基于优势提纯技术的片上量子密钥分发实验验证

章瑞; 田雨; 张斌; 陈高辉; 丁华建; 周星宇; 王琴

doi:10.7498/aps.74.20241375

摘要

优势提纯提供了一种从弱关联性比特对中提取强关联性比特对的有效方法, 已被广泛应用于多种量子密钥分发协议. 然而, 该方法的增益效果主要体现在远距离密钥传输中, 目前在实验系统中尚未得到充分验证. 本文将优势提纯方法应用于三强度诱骗态BB84协议, 并基于SiO₂的非对称马赫-曾德尔干涉仪构建实验平台进行验证. SiO₂光波导芯片具有低耦合损耗和低波导传输损耗的优点. 实验结果表明, 在105 km的传输距离下, 系统安全密钥率达到了59 bits/s, 充分证明了优势提纯方法在提升量子密钥分发系统性能方面的重要作用.

关键词:

Abstract

Quantum key distribution (QKD) has been extensively studied for practical applications. Advantage distillation (AD) represents a key technique to extract highly correlated bit pairs from weakly correlated ones, thus improving QKD protocol performance, particularly in large-error scenarios. However, its practical implementation remains under-explored. In this study, the AD is integrated into the three-intensity decoy-state BB84 protocol and its performance is demonstrated on a high-speed phase-encoding platform. The experimental system employs an asymmetric Mach-Zehnder interferometer (AMZI) fabricated on a silicon dioxide optical waveguide chip for phase encoding, which is benefited from its low coupling loss and minimum waveguide transmission loss. Phase-randomized weak coherent pulses, generated by a distributed feedback laser at 625 MHz, are modulated into decoy states of varying intensities. The signals are encoded via an AMZI and attenuated to single-photon levels before transmission. At the receiver, another AMZI demodulates the signals detected by avalanche photodiodes in gated mode. Experiments conducted at 50 km and 105 km demonstrate secure key rates of 104 kbits/s and 59 bits/s, respectively. The results at shorter distances closely match theoretical predictions, while slight deviations at 105 km are attributed to signal attenuation and noise. Despite these challenges, the results obtained at 105 km highlight the effectiveness of AD in enhancing secure key rates in the large-error scenario. This study confirms the potential of AD in extending secure communication range of QKD. By leveraging the high integration and scalability of silicon dioxide photonic chips, the proposed system lays a foundation for large-scale QKD deployment, paving the way for developing advanced protocols and real-world quantum networks.

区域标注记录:
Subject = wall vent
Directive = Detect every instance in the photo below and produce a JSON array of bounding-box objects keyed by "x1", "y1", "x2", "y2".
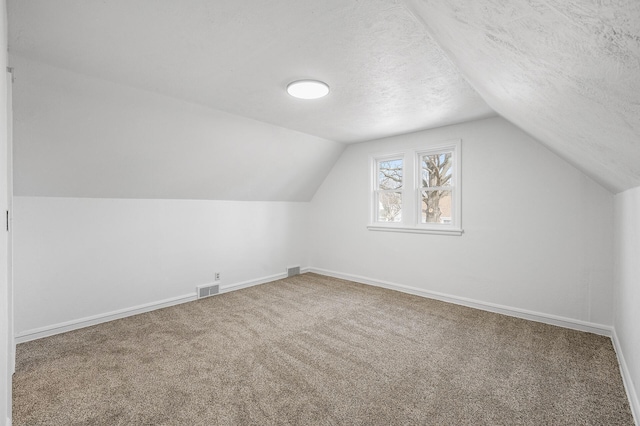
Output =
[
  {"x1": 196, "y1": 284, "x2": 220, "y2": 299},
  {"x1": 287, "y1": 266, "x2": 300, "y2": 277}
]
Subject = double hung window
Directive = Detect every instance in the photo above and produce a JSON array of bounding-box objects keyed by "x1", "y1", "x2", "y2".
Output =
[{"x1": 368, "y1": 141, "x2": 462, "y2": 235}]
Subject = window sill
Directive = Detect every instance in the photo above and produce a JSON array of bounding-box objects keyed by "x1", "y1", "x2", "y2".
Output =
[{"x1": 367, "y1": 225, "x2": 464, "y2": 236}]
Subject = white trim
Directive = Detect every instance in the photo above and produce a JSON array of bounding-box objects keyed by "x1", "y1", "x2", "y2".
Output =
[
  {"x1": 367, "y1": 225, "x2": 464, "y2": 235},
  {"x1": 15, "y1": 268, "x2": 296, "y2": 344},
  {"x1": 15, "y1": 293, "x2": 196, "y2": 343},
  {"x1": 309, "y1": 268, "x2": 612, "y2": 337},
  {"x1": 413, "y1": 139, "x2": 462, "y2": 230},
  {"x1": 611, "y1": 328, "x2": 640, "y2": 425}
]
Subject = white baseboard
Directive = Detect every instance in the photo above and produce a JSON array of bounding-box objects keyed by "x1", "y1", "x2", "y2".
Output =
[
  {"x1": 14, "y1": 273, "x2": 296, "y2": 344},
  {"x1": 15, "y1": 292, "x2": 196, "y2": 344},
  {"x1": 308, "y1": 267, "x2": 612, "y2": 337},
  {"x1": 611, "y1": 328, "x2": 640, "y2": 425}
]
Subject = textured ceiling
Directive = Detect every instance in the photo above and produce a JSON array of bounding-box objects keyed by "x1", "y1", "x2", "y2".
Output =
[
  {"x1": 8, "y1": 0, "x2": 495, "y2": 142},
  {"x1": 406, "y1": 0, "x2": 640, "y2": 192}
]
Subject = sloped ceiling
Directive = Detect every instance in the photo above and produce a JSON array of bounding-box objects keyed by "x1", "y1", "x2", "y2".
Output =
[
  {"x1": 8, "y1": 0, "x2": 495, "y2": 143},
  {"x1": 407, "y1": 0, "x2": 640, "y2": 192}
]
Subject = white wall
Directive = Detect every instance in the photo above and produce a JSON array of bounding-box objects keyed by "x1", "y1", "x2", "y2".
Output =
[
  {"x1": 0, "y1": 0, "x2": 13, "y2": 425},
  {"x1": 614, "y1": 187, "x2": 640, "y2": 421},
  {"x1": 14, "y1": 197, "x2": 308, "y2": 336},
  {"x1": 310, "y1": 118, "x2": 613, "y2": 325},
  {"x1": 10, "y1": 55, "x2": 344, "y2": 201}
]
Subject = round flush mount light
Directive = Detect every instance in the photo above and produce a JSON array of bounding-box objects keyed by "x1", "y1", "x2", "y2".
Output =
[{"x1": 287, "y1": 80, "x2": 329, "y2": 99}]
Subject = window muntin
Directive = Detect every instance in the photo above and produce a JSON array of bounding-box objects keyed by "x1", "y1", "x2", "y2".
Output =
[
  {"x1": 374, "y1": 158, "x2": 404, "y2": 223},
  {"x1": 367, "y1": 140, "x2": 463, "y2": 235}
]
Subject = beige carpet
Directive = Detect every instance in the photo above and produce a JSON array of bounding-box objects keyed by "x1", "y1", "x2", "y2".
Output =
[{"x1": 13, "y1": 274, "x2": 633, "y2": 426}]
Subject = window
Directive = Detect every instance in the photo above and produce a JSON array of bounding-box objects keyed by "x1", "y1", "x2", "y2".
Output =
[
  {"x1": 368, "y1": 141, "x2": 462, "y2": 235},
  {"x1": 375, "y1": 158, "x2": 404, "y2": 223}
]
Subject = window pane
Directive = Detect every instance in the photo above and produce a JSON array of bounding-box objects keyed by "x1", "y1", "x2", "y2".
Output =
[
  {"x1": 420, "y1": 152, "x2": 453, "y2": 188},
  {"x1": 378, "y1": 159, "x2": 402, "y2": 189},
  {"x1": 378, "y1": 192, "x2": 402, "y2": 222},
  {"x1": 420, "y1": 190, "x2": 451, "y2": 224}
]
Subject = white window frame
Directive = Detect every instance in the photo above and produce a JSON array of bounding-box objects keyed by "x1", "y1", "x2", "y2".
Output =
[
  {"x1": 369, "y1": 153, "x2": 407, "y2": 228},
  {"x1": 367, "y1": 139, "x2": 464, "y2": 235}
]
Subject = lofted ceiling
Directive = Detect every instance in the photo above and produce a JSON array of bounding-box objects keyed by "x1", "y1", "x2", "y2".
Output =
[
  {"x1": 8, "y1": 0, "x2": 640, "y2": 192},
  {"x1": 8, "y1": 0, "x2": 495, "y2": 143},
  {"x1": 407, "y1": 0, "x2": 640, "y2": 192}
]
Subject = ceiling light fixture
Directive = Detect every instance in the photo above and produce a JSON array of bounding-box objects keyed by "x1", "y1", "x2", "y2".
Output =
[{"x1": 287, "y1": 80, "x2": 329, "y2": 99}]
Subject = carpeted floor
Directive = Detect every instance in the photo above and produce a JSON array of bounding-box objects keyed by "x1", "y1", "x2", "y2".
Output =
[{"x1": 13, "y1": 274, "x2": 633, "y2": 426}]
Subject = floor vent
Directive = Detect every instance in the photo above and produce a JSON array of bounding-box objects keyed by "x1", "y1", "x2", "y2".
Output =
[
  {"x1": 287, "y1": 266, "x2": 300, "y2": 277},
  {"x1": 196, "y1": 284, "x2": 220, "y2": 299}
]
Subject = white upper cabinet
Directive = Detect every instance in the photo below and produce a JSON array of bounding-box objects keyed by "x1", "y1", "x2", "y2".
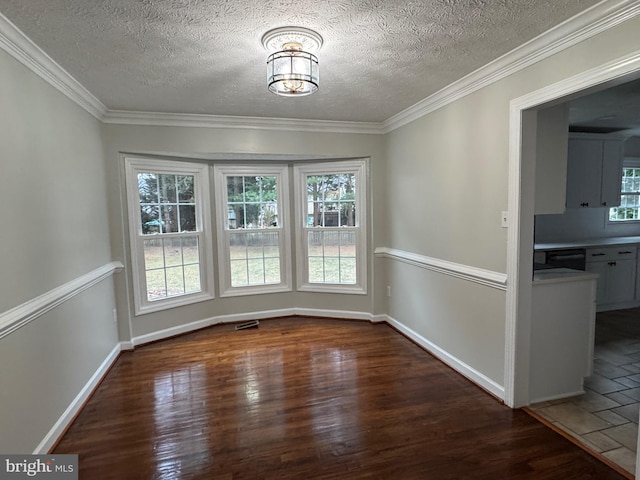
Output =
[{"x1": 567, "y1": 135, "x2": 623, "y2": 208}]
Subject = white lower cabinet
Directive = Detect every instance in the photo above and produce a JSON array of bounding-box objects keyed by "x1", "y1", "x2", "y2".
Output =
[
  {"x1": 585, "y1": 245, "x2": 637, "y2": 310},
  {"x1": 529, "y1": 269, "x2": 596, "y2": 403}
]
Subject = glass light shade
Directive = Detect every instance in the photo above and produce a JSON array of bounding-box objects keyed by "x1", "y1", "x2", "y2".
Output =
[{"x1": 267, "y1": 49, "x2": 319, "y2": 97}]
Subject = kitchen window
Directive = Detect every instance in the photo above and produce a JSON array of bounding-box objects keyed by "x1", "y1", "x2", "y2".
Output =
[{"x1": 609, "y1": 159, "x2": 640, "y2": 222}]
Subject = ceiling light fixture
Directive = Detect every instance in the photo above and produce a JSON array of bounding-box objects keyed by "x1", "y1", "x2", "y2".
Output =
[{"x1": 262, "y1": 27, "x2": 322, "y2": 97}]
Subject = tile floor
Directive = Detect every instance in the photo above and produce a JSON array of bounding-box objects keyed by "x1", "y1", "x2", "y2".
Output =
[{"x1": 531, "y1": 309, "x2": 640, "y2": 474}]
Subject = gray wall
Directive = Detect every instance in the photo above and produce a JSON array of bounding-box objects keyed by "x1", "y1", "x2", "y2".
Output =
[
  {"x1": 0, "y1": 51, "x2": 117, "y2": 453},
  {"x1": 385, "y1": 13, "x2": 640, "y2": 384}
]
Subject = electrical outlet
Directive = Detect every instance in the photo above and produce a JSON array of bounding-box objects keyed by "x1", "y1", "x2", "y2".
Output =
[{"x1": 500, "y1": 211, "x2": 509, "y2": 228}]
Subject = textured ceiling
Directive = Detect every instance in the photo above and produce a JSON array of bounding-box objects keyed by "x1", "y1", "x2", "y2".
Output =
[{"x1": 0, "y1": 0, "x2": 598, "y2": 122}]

- _书面任务 A_
根据这篇关于优势提纯的文章，判断以下各项说法是否与原文相符。每项回答“是”或“否”，并原样引用原文中起决定作用的文字。(i) 在105 km的传输距离下，系统安全密钥率为59 bits/s。(ii) 优势提纯方法已经在实验系统中得到充分验证。(iii) 相位随机化的弱相干脉冲由工作在625 MHz的分布反馈激光器产生。
- _书面任务 B_
请照原样抄写文章中的一段文字，从“doi:10.7498/aps.74.20241375”开始，到“系统安全密钥率达到了59 bits/s, 充分证明了优势提纯方法在提升量子密钥分发系统性能方面的重要作用.”结束。

- _问题解答 A_
(i) 是。原文为：“在105 km的传输距离下, 系统安全密钥率达到了59 bits/s”
(ii) 否。原文为：“目前在实验系统中尚未得到充分验证”
(iii) 是。原文为：“generated by a distributed feedback laser at 625 MHz”

- _问题解答 B_
doi:10.7498/aps.74.20241375

摘要

优势提纯提供了一种从弱关联性比特对中提取强关联性比特对的有效方法, 已被广泛应用于多种量子密钥分发协议. 然而, 该方法的增益效果主要体现在远距离密钥传输中, 目前在实验系统中尚未得到充分验证. 本文将优势提纯方法应用于三强度诱骗态BB84协议, 并基于SiO₂的非对称马赫-曾德尔干涉仪构建实验平台进行验证. SiO₂光波导芯片具有低耦合损耗和低波导传输损耗的优点. 实验结果表明, 在105 km的传输距离下, 系统安全密钥率达到了59 bits/s, 充分证明了优势提纯方法在提升量子密钥分发系统性能方面的重要作用.